■ Extrait fourni
:::::

Eoliennes et appréciation des atteintes aux intérêts protégés
Avant de statuer, la cour rappelle les dispositions du code de l’environnement qui régissent la délivrance d’une autorisation environnementale, à savoir :
- l’article L. 181-3 selon lequel : « – L’autorisation environnementale ne peut être accordée que si les mesures qu’elle comporte assurent la prévention des dangers ou inconvénients pour les intérêts mentionnés aux articles L. 211-1 et L. 511-1 du code de l’environnement […] ».
- l’article L. 511-1 qui dispose que : « Sont soumis aux dispositions du présent titre les usines, ateliers, dépôts, chantiers et, d’une manière générale, les installations exploitées ou détenues par toute personne physique ou morale, publique ou privée, qui peuvent présenter des dangers ou des inconvénients soit pour la commodité du voisinage, soit pour la santé, la sécurité, la salubrité publiques, soit pour l’agriculture, soit pour la protection de la nature, de l’environnement et des paysages, soit pour l’utilisation économe des sols naturels, agricoles ou forestiers, soit pour l’utilisation rationnelle de l’énergie, soit pour la conservation des sites et des monuments ainsi que des éléments du patrimoine archéologique ».
Eoliennes et cigogne noire
En l’espèce, au titre de la protection de l’environnement, la cour a pris en considération le fait que :
- la cigogne noire est protégée au titre de l’annexe 1 de la directive « Oiseaux » n° 2009/147/CE du Parlement européen et du Conseil du 30 novembre 2009 concernant la conservation des oiseaux sauvages et est qualifiée d’espèce vulnérable en migration en France et d’espèce en danger en nidification en France,
- l’espèce nicheuse de la cigogne noire court tout particulièrement un risque majeur d’extinction en France en raison de ses très faibles effectifs et dont le taux d’accroissement de la population est faible,
- l’enjeu de conservation très fort dont la cigogne noire nicheuse fait l’objet au niveau national est renforcé en région Bourgogne-Franche-Comté où l’espèce est considérée comme en danger critique.

:::::

■ Enregistrements fournis
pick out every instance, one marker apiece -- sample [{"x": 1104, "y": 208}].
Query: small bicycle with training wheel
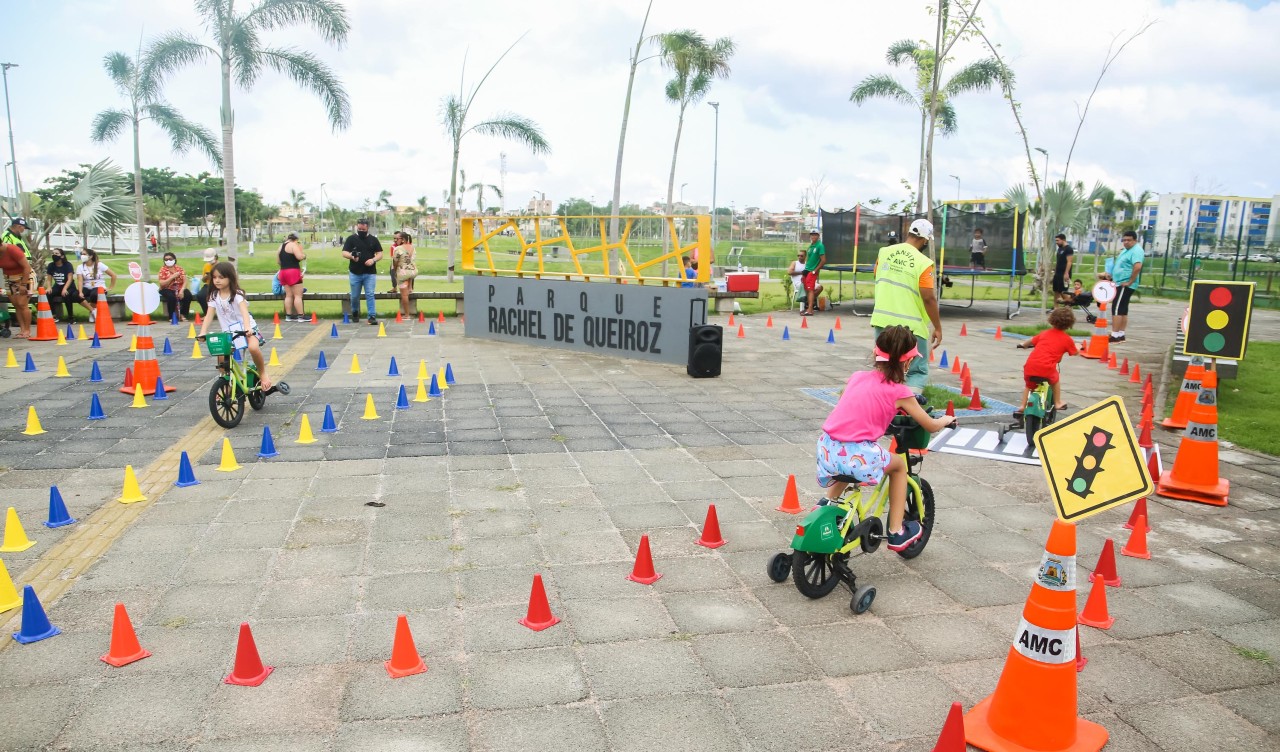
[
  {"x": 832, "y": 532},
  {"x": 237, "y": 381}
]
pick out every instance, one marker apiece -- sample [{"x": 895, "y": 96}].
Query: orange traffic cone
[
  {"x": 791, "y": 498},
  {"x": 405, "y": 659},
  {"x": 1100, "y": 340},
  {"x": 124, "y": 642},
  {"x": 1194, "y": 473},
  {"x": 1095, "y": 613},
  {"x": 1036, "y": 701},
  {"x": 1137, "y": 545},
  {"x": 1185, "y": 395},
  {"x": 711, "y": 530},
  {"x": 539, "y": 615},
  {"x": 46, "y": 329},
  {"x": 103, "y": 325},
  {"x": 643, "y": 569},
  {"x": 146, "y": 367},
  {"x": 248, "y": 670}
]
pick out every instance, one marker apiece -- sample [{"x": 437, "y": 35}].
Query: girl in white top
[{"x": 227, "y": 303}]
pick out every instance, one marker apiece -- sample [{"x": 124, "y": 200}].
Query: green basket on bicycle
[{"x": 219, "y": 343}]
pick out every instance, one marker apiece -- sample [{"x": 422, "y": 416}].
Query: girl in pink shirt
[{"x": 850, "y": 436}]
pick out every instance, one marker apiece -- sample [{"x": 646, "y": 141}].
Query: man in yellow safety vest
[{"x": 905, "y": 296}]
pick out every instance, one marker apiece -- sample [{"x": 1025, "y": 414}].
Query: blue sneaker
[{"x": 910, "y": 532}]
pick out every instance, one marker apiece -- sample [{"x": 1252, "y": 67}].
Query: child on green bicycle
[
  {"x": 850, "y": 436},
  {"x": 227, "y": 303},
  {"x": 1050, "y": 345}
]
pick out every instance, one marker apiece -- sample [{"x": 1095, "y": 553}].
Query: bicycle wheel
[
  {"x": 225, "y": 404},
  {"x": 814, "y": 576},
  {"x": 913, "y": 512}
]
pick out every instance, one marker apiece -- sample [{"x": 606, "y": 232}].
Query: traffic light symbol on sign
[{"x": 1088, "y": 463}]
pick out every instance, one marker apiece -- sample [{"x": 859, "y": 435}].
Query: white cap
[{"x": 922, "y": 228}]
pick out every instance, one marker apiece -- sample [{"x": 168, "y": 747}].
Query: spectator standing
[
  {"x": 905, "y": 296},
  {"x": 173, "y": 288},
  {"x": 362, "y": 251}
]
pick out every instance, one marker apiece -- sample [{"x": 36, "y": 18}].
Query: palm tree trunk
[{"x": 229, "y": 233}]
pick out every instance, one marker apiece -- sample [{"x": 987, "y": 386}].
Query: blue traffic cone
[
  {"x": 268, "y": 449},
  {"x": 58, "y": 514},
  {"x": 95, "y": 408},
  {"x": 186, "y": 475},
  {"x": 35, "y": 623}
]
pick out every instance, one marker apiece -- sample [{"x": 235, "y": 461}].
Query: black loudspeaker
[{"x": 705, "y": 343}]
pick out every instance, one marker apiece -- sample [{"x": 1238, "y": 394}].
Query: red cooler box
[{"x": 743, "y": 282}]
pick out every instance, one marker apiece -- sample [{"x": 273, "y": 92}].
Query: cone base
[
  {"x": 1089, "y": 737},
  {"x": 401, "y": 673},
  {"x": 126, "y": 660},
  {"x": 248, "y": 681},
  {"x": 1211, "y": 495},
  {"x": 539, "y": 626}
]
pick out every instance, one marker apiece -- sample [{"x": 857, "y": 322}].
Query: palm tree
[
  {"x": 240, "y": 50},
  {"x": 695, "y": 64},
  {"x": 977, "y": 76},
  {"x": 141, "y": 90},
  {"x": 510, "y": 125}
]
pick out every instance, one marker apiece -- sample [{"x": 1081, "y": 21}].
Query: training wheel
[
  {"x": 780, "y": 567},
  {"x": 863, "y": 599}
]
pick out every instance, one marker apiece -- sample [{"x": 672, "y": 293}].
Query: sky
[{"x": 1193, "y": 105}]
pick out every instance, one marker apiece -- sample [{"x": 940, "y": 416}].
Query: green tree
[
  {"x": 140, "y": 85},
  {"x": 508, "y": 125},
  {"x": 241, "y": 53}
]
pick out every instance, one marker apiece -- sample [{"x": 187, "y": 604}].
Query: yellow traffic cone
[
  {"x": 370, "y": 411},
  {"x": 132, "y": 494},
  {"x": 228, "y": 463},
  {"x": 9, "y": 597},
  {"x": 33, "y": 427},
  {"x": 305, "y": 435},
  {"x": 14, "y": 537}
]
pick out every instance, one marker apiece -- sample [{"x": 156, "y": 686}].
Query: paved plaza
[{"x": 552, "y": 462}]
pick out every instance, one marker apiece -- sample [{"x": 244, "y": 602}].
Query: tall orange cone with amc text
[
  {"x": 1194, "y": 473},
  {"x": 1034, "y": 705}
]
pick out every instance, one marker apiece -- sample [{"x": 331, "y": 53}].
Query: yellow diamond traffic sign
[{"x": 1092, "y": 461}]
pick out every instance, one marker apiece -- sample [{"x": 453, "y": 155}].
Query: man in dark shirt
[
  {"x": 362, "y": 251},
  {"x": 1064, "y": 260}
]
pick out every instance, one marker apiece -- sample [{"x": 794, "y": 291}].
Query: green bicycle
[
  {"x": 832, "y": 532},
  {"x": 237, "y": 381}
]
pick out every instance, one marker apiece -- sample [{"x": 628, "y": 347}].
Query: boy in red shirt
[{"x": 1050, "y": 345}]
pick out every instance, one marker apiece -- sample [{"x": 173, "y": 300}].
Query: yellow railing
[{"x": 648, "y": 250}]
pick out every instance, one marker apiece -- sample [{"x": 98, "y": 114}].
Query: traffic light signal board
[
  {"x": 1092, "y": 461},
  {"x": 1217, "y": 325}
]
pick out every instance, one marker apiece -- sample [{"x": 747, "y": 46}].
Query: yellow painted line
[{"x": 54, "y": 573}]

:::::

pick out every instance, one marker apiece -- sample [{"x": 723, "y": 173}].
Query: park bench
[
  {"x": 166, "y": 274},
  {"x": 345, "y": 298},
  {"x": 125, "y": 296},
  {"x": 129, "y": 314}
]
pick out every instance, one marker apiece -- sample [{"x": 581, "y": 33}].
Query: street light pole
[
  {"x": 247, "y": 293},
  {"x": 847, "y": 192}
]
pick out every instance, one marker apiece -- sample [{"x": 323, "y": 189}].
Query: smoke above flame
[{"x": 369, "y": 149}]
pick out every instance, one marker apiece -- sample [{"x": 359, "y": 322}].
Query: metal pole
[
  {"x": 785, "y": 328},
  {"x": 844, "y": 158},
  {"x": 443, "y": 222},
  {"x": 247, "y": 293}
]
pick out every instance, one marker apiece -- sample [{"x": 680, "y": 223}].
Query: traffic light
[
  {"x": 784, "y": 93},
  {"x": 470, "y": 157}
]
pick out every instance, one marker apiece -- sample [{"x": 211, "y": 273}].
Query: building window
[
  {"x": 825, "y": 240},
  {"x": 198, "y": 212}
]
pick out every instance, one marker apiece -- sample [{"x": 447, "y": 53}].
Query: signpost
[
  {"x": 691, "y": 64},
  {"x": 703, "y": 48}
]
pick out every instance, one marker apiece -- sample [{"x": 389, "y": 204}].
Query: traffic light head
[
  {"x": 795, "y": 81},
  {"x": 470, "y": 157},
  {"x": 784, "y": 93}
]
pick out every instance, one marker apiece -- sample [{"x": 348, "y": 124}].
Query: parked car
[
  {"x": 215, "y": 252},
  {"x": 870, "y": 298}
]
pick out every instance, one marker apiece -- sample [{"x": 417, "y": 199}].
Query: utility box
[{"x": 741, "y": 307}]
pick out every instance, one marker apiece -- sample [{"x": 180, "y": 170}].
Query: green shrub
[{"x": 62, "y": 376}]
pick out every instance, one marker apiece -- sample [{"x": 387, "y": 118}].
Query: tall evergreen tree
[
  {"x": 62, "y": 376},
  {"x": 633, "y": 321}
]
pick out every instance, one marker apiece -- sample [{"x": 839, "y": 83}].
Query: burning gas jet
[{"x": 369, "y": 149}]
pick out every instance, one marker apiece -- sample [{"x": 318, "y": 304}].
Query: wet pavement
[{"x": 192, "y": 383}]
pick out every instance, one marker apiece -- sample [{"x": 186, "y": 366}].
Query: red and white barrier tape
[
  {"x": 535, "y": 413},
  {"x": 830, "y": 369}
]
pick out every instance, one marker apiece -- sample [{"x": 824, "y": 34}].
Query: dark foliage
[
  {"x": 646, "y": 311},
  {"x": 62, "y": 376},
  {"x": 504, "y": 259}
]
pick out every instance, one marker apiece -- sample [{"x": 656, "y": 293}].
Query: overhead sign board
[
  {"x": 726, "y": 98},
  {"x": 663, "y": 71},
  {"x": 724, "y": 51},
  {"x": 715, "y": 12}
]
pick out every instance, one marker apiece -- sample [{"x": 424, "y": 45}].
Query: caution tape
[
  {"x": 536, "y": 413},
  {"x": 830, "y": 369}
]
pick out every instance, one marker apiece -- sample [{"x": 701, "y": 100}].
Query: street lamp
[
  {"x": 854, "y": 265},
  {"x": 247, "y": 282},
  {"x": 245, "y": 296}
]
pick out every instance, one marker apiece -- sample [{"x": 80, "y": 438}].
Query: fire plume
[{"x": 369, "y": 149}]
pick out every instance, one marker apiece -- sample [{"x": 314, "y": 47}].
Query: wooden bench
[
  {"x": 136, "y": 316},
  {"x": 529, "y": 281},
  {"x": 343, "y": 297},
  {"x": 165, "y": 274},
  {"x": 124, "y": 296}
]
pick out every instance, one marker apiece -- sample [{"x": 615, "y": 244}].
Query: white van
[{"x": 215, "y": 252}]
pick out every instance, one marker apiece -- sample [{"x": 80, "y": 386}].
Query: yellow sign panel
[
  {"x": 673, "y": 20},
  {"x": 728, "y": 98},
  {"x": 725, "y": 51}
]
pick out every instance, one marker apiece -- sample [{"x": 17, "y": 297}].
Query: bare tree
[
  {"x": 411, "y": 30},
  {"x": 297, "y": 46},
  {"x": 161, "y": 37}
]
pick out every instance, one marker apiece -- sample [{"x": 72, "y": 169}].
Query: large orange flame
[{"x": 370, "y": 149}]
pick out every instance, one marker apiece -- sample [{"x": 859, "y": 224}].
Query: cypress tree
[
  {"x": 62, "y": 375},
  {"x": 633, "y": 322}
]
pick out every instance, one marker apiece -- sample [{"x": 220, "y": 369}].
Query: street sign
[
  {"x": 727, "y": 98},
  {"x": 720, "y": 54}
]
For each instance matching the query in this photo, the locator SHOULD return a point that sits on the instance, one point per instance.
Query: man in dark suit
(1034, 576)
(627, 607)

:::::

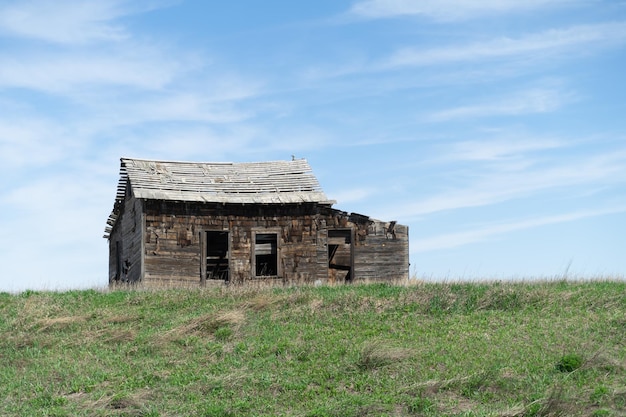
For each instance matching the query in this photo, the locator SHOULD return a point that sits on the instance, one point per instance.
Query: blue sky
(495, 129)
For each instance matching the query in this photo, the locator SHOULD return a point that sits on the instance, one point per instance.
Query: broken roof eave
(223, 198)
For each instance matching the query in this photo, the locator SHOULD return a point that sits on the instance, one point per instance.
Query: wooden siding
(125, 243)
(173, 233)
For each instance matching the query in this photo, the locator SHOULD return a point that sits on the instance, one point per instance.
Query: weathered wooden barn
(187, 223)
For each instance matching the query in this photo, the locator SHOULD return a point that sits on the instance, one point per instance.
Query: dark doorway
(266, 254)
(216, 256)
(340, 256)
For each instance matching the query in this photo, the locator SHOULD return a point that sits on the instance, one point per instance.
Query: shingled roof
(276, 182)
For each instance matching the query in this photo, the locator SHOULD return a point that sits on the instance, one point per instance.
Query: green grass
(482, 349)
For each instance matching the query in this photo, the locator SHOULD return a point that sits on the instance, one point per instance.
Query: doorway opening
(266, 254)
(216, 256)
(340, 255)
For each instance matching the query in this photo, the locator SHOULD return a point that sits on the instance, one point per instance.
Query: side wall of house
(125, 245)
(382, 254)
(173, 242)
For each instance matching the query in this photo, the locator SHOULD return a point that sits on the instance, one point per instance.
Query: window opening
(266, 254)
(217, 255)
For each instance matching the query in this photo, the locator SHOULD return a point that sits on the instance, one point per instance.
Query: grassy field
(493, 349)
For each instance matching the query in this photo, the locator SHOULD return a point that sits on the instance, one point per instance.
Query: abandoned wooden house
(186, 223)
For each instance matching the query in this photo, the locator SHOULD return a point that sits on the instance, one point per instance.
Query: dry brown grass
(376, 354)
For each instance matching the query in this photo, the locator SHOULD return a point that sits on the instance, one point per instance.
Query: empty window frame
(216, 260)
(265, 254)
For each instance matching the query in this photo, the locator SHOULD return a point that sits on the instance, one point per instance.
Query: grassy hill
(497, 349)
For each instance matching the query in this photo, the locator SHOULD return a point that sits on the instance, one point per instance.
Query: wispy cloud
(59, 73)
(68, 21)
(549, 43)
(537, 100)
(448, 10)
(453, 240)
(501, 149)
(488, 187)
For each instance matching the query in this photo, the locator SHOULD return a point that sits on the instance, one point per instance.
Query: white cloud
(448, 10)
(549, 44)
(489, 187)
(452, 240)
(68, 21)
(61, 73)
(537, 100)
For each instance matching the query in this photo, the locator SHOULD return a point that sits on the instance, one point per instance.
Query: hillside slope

:::::

■ Consignes à traiter
• 1. Citez à l'identique le passage de l'extrait sur les éoliennes et la cigogne noire compris entre « Eoliennes et cigogne » et « en danger critique. », ces deux bornes incluses.
• 2. Rédigez la suite de l'extrait sur les éoliennes et la cigogne noire, en reprenant après sa dernière phrase.

■ Résultats obtenus
• 1.
Eoliennes et cigogne noire
En l’espèce, au titre de la protection de l’environnement, la cour a pris en considération le fait que :
- la cigogne noire est protégée au titre de l’annexe 1 de la directive « Oiseaux » n° 2009/147/CE du Parlement européen et du Conseil du 30 novembre 2009 concernant la conservation des oiseaux sauvages et est qualifiée d’espèce vulnérable en migration en France et d’espèce en danger en nidification en France,
- l’espèce nicheuse de la cigogne noire court tout particulièrement un risque majeur d’extinction en France en raison de ses très faibles effectifs et dont le taux d’accroissement de la population est faible,
- l’enjeu de conservation très fort dont la cigogne noire nicheuse fait l’objet au niveau national est renforcé en région Bourgogne-Franche-Comté où l’espèce est considérée comme en danger critique.

• 2.
La cour a également relevé que :
- l’étude réalisée en septembre 2020 en partenariat avec l’Office national des forêts (ONF) précise que la cigogne noire est une espèce forestière, que le projet de parc éolien est implanté dans un massif forestier et que son territoire s’étend aux zones ouvertes, ses zones de gagnage étant des cours d’eau
- les jeunes cigogneaux sont nourris 4 à 5 fois par jour et l’espèce chasse sur une distance de 10 à 20 km autour du nid
- selon l’étude de la ligue de protection des oiseaux (LPO) de 2020 sur la région Bourgogne-Franche-Comté, il existe un rayon de sensibilité très fort de 10 km autour des nids en raison du rayon d’action très important des individus en période de nourrissage avec des altitudes de vols similaires à celui des éoliennes, d’une part, et un nid de cigogne noire, occupé par un couple et quatre cigogneaux, a été découvert à proximité du site d’implantation du projet à 900 mètres de l’éolienne la plus proche et à moins de 5 km par rapport aux autres éoliennes, d’autre part.
La cour considère dès lors que le risque de collision et de dérangement de l’espèce en raison de l’implantation des éoliennes à proximité d’un nid est établi et que le projet contesté est de nature à présenter des risques d’atteinte significative à cette espèce protégée en danger d’extinction.
Elle précise que la suppression de trois éoliennes et la mise en place d’un système de détection seraient insuffisants eu égard au très fort enjeu de conservation de la cigogne noire nicheuse qui ne permet pas qu’un risque de destruction d’un individu de cette espèce, aussi minime soit-il, subsiste.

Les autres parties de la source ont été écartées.